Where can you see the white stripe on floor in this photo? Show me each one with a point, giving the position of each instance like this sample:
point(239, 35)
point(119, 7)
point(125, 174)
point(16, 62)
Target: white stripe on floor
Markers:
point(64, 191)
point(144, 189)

▶ _Your objective_: Rewrite the items above with every instance of "stripe" changed to "band", keeping all other text the same.

▶ _Problem solution_:
Where can you see the white band on floor in this photo? Show me each one with a point, giving the position of each instance like this sample:
point(239, 35)
point(119, 7)
point(125, 174)
point(16, 62)
Target: white band on floor
Markers:
point(64, 191)
point(144, 189)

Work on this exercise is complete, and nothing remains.